And so he did, at 3:30 p.m., uttering, "Let us cross over the river and rest in the shade of the trees."
For the Sunday school teacher who became a famous Confederate general – still studied and talked about – the war was over.
Memorialized last weekend at Guinea Station, Confederate Major General Thomas Jonathan "Stonewall" Jackson is one.
Jackson's May 10, 1863 death in Caroline County was remembered with a candlelit remembrance Friday evening and a program Saturday, marking the 145th anniversary of his passing in the white-frame doctor's office on the old Chandler plantation known as "Fairfield." The adjacent brick plantation house burned in the early 1900s and was dismantled, but the office remains.
The location, now operated by the National Park Service and known as the "Jackson Shrine," has the bed Jackson died in, the blanket that covered him and the clock that was ticking on the mantle. A Park Service employee said that the Shrine attracts about 20,000 visitors a year, making it by far the most highly visited historic site in Caroline.
Jackson, whose West Point education and battlefield genious enabled Robert E. Lee to win victory after victory, had been wounded eight days earlier on May 2, 1863, the evening of the first day of the Battle of Chancellorsville in Spotsylvania County. He and his mounted staff had been reconnoitering the battle lines when they were mistaken, shortly after dark, for Federal cavalry and fired upon by Confederate troops from North Carolina.
"Pour it into'em, boys!" the North Carolina colonel had called out. The shots his troops fired have been called "the volley that doomed the Confederacy." Jackson fell from his horse, wounded three times. With him was Confederate Lieutenant General A.P. Hill who, when he heard the North Carolina colonel's order to fire, threw himself off his horse. Hill survived unscathed.
Jackson, later, was placed in a wagon, taken to a field hospital where his arm was amputated and the next night was driven 26 miles to "Fairfield," a plantation in the Guinea Station area of Caroline. Here, well-behind Confederate lines, he could recuperate sufficiently for a train ride to a Richmond hospital. For several days he showed improvement.
But then a lingering case of pneumonia set in with a vengeance.

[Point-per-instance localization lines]
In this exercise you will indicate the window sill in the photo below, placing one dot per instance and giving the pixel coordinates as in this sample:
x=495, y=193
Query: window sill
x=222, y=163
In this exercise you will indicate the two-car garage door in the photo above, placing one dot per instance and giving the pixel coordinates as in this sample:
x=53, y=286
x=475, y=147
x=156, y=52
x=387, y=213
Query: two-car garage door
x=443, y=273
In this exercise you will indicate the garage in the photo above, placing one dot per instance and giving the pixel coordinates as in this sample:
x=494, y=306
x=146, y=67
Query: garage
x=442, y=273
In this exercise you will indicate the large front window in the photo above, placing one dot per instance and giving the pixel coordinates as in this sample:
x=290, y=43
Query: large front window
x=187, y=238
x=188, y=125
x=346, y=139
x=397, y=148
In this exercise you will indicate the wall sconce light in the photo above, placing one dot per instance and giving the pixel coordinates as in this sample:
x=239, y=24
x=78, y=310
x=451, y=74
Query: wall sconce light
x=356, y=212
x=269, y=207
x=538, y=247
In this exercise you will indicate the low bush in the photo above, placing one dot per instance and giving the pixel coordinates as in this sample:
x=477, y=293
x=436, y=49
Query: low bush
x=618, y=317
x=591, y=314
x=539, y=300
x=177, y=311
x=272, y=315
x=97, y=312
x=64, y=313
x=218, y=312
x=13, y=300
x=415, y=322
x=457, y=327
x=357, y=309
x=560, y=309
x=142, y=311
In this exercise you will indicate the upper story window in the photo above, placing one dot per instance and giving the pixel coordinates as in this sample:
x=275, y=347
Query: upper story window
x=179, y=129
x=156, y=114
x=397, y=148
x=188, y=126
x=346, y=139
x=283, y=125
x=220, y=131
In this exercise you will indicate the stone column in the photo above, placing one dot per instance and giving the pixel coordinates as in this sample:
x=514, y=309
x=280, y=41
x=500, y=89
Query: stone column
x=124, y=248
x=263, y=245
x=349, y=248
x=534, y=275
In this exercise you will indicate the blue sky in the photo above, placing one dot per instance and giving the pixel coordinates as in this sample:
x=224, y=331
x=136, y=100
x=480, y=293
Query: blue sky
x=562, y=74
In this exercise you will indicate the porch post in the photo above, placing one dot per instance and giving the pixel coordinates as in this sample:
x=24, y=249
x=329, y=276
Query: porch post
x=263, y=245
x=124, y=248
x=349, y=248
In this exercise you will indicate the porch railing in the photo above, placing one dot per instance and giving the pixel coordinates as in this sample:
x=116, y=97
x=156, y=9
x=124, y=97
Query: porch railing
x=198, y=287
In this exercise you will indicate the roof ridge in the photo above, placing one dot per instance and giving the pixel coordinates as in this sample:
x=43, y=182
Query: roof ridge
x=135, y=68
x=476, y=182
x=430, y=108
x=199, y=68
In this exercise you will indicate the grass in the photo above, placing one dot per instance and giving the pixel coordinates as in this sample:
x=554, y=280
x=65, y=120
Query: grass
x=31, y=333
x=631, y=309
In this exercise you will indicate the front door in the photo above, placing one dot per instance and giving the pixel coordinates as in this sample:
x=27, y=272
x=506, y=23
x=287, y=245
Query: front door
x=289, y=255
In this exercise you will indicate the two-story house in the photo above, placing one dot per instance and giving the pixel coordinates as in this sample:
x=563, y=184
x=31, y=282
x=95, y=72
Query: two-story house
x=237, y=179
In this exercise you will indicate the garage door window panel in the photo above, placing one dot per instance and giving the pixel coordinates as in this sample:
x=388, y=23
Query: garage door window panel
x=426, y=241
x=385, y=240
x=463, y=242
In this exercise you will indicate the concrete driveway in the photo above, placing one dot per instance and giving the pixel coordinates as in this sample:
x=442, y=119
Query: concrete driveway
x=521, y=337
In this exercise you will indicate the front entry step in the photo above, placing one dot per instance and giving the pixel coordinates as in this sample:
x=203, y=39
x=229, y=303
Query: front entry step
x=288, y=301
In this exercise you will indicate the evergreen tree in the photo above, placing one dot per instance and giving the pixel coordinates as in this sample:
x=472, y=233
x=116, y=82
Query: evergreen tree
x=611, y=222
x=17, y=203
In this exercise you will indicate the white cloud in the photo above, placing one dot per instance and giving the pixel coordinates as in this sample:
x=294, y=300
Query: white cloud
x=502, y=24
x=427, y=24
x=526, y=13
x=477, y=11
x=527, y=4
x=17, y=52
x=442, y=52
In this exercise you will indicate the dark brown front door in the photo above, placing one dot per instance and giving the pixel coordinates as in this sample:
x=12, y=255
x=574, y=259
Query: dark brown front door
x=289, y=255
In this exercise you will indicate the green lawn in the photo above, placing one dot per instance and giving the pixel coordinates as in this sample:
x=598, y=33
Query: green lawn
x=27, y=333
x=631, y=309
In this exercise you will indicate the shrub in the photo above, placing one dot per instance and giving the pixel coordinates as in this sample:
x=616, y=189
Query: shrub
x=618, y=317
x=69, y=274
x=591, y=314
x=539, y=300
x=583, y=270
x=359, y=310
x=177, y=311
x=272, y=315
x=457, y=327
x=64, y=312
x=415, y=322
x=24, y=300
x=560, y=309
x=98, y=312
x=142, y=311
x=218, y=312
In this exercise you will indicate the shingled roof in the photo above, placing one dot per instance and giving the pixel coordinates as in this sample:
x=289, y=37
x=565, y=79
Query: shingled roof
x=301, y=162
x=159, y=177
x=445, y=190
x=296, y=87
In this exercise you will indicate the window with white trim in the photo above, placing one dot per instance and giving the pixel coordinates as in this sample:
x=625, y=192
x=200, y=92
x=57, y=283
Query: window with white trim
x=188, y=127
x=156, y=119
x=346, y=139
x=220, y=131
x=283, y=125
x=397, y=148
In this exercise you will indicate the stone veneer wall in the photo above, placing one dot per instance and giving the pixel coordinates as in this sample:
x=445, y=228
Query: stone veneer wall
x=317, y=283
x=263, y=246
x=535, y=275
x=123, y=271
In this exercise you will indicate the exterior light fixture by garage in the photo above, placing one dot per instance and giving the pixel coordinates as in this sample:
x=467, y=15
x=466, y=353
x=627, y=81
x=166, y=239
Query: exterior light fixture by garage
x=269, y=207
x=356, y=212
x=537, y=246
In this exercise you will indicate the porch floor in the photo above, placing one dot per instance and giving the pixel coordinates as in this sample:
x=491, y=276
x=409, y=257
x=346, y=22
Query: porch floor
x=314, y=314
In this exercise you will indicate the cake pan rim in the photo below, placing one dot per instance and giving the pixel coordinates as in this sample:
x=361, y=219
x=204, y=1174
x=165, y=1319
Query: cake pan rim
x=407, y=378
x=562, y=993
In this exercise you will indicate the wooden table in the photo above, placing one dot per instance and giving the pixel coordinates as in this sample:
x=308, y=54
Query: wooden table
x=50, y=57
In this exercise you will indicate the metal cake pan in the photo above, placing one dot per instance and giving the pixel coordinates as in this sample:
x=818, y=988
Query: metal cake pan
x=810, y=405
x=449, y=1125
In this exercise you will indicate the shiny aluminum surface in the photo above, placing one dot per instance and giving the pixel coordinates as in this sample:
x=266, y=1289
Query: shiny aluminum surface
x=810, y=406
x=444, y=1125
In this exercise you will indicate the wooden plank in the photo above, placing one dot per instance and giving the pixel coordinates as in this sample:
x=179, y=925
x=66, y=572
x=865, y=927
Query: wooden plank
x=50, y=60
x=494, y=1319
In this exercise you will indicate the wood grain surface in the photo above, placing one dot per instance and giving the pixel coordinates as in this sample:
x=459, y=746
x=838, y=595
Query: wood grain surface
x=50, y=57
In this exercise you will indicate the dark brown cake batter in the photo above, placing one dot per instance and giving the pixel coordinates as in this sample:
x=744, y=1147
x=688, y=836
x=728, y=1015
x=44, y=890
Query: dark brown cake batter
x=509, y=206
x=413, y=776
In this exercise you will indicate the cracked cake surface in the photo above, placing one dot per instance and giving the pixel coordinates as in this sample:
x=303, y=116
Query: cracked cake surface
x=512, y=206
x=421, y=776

__WHAT TO WORK ON__:
From the passage on Stonewall Jackson's death, set down the text word for word, beginning at the words "Memorialized last weekend" and stopping after "the office remains.".

__RESPONSE TO THE EXERCISE__:
Memorialized last weekend at Guinea Station, Confederate Major General Thomas Jonathan "Stonewall" Jackson is one.
Jackson's May 10, 1863 death in Caroline County was remembered with a candlelit remembrance Friday evening and a program Saturday, marking the 145th anniversary of his passing in the white-frame doctor's office on the old Chandler plantation known as "Fairfield." The adjacent brick plantation house burned in the early 1900s and was dismantled, but the office remains.